Excerpts of location labeling data ->
★ ★ ★ ★ ★ ★ ★
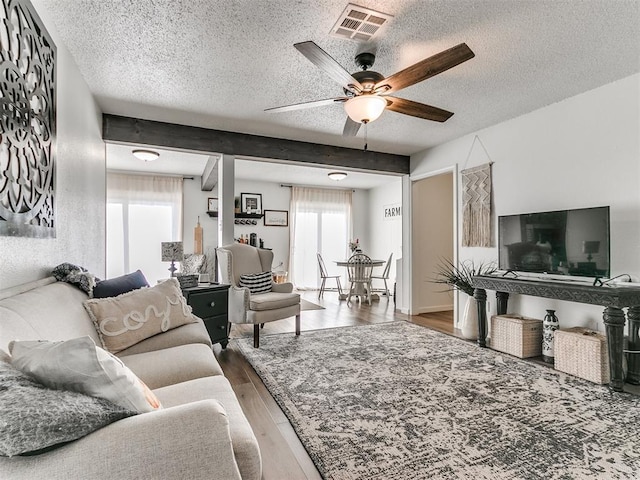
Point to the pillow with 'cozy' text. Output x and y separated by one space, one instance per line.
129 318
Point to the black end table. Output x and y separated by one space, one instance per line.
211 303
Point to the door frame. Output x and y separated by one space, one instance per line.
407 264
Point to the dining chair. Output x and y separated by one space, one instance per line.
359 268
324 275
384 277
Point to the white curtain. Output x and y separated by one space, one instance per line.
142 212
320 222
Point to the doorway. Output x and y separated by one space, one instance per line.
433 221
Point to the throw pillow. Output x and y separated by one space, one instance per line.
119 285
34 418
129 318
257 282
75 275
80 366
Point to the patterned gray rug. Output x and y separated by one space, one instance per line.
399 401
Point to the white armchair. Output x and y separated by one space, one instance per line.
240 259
★ ★ ★ ★ ★ ★ ★
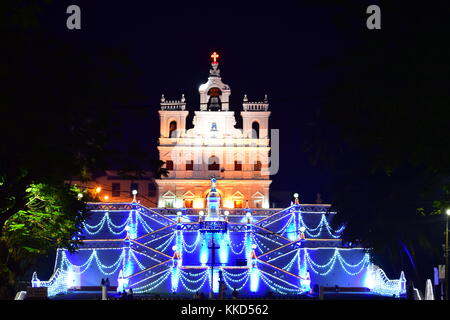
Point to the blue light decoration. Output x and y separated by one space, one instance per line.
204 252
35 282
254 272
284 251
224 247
★ ★ ★ ★ ★ ★ ★
TASK GOAL ->
Gather every line in the excerpts of location labeling data that contains the word "pillow", and list each one as it appears.

WRITTEN RESPONSE ->
Point to the pillow with 'cozy' text. Output x and y separated by one space, one instance per line.
Point to the throw pillow. Output x and y separated by one space, one instance per line.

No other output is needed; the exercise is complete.